Entretanto, a rede de oferta foi crescendo, e crescendo, e, neste momento, a rede tem uma capacidade de oferta de 55.000 vagas para uma população candidata de 60.000 alunos onde cerca de 10% dos alunos que ficam colocados não chegam a realizar a matrícula. E onde existem muitos alunos que são candidatos, mas já frequentam uma Instituição de ensino superior. Há uns largos anos a esta parte que já não é uma questão de “filtragem” nem uma questão de “capacidade”. É uma questão de concorrência entre instituições e concorrência entre alunos. Procurando ser-se o curso com mais procura e procurando ser admitido nos cursos com mais procura. Em linha com a sociedade que temos vindo a desenvolver onde tudo se resolverá se formos suficientemente competitivos para sermos os melhores.
E atualmente é a “média de acesso” que sobrevoa nos pesadelos cada vez mais prejudiciais para a saúde mental dos nossos alunos que se encontram à porta do acesso. E o mais grave é que eles não chegam à porta do acesso unicamente no final do ensino secundário. A porta do acesso coincide praticamente com o início da escolaridade básica. Estamos quase numa situação onde o único ciclo de ensino que não se organiza em função do acesso é o ensino pré-escolar.
É importante a procura da melhoria e o reconhecimento do mérito. De procurarmos hoje ser melhores do que éramos ontem. Sempre. De ultrapassarmos as resistências internas e externas e procurar sempre níveis superiores naquilo que fazemos. Sejamos nós uma instituição de ensino, um aluno do ensino secundário, ou do ensino superior, ou mais especificamente no nosso dia a dia como seres humanos. O problema é que a obsessão com a “competitividade” deixa-nos presos a indicadores que não refletem (totalmente) a realidade que se pretende melhorar e tira do nosso campo de atuação uma outra força muito mais poderosa em termos de evolução: a “colaboração”. Mas voltemos ao acesso.
####################
OBJETIVO A:
Com base no texto sobre o acesso ao ensino superior, responda às seguintes perguntas:
(i) Qual é a capacidade de oferta de vagas da rede no momento descrito?
(ii) Qual é o único ciclo de ensino que quase não se organiza em função do acesso?
(iii) Que força é apontada como muito mais poderosa em termos de evolução?

LISTAGEM FORNECIDA:
####################
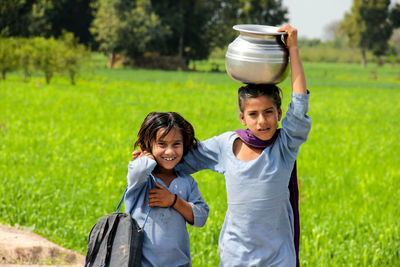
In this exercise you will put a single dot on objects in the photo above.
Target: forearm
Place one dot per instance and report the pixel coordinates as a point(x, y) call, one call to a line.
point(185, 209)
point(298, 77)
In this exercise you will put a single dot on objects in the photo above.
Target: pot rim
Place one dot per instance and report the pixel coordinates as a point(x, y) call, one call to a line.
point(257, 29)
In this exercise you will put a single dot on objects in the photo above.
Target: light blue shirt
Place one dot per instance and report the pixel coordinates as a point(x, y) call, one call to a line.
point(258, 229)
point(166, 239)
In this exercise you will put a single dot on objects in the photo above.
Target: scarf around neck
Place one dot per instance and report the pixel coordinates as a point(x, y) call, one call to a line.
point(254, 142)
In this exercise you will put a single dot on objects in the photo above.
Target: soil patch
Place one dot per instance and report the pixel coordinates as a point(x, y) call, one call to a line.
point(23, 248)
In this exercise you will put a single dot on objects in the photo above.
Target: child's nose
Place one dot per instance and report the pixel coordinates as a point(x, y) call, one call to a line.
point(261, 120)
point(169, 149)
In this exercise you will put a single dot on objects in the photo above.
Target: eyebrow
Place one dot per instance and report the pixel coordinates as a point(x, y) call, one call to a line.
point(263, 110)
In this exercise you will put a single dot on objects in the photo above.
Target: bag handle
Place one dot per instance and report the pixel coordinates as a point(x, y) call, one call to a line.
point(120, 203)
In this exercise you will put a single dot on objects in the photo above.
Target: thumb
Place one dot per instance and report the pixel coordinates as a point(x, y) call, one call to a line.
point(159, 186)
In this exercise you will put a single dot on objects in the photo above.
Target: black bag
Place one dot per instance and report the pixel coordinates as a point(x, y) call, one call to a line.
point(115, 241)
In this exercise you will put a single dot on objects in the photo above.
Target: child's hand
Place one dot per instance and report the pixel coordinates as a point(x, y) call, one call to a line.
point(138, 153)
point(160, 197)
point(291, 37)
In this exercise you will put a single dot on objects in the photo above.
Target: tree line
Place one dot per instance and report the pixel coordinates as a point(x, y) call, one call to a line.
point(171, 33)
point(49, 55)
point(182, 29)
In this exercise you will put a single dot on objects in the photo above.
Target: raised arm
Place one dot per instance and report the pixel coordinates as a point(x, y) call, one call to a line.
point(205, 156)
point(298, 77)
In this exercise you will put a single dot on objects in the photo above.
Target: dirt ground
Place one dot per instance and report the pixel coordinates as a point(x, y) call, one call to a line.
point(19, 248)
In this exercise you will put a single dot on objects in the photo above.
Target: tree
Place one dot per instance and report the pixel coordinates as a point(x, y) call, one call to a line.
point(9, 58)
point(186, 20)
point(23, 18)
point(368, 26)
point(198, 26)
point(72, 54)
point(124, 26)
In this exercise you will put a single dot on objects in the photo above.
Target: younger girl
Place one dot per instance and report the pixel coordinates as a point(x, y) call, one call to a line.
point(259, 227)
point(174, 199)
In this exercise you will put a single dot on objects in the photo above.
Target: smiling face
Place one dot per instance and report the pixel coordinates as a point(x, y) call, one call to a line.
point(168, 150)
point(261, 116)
####################
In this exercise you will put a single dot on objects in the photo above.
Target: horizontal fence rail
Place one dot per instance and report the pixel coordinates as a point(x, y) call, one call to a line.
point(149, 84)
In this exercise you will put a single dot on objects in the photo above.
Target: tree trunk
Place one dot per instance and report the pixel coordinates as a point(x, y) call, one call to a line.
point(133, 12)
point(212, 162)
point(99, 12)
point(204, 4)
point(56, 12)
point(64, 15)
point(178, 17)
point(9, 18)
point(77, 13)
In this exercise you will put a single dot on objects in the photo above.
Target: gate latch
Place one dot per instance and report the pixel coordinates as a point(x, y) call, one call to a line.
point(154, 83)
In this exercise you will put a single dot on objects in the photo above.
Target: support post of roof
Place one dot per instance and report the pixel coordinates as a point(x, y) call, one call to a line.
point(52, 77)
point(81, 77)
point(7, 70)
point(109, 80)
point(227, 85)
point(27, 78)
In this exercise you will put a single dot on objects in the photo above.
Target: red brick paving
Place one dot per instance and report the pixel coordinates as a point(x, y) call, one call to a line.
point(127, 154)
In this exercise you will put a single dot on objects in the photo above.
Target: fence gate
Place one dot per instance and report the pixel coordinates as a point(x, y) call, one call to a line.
####################
OBJETIVO B:
Apresente cada linha da listagem que contenha a palavra "gate", observando a distinção entre maiúsculas e minúsculas.

RESPOSTA CORRETA A:
(i) 55.000 vagas.
(ii) O ensino pré-escolar.
(iii) A "colaboração".

RESPOSTA CORRETA B:
Target: gate latch
Target: fence gate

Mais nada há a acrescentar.